## start Information given

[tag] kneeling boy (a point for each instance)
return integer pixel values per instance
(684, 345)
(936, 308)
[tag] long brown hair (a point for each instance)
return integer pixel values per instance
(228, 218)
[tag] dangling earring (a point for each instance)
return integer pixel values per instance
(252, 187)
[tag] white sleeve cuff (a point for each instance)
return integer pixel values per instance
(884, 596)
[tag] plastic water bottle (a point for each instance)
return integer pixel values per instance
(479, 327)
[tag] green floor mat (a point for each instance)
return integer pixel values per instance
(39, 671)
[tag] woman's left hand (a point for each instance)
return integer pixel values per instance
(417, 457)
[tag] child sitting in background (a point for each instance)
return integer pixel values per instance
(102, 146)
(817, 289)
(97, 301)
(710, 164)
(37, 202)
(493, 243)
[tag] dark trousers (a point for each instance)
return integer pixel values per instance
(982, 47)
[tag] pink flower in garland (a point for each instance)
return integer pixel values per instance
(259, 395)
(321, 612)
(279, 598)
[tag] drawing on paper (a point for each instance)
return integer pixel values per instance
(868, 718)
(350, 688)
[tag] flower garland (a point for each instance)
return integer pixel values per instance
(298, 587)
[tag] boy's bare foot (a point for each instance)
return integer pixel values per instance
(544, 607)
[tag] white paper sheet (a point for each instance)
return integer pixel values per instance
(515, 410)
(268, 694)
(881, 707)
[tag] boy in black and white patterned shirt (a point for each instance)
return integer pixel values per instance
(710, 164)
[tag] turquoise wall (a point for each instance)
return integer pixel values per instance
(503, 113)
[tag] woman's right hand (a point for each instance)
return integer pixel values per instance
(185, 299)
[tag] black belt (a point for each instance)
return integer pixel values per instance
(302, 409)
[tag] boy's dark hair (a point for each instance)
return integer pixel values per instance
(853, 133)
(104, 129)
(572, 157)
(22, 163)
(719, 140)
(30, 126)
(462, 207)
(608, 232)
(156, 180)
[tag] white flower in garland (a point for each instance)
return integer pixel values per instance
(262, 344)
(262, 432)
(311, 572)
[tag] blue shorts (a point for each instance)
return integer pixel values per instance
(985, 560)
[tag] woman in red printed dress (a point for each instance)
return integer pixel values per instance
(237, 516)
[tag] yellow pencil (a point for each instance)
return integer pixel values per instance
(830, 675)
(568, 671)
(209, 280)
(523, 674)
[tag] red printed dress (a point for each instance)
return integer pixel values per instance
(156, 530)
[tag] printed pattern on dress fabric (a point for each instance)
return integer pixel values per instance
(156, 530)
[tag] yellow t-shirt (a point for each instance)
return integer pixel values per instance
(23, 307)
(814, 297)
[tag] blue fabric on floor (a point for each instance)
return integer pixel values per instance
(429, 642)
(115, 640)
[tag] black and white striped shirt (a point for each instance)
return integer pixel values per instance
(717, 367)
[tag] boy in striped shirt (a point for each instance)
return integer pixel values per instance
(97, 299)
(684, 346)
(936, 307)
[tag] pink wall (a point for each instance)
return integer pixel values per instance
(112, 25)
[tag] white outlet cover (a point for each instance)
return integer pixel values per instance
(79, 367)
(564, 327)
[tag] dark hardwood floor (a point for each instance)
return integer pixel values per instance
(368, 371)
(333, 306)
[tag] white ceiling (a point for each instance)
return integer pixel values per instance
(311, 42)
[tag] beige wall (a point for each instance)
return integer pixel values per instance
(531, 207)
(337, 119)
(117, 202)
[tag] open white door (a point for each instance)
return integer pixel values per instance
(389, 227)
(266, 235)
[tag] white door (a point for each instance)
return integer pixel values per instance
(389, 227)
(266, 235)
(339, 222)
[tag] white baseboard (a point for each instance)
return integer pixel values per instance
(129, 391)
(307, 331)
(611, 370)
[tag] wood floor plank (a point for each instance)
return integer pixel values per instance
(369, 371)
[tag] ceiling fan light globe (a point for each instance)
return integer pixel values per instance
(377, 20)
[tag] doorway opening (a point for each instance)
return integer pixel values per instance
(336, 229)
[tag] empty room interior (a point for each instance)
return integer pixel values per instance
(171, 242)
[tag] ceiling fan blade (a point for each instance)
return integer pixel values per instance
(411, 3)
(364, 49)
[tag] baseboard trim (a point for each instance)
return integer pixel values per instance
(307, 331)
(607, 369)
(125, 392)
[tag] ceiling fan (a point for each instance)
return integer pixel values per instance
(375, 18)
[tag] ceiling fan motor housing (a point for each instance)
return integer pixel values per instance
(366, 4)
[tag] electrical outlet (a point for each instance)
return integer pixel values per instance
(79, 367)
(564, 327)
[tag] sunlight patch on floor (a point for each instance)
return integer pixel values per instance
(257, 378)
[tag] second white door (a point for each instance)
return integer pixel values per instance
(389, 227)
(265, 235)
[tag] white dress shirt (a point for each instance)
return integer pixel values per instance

## end Information given

The request – Please repeat the lines of the listing above, starting with the line that contains "[tag] baseboard trim" and running through the end of the listing.

Answer in full –
[tag] baseboard trim (a point for each instance)
return integer pixel values per instance
(307, 331)
(607, 369)
(125, 392)
[tag] ceiling fan (a point for each instance)
return integer pixel values per instance
(375, 18)
[tag] ceiling fan motor housing (a point for each instance)
return integer pixel values per instance
(366, 4)
[tag] electrical outlet (a point for each instance)
return integer pixel values per instance
(79, 367)
(564, 327)
[tag] sunlight patch on floor (a point for each instance)
return integer pixel values per instance
(257, 378)
[tag] second white door (a point for each instance)
return integer pixel values per instance
(389, 227)
(265, 235)
[tag] white dress shirt (a point for each instance)
return integer pixel values per instance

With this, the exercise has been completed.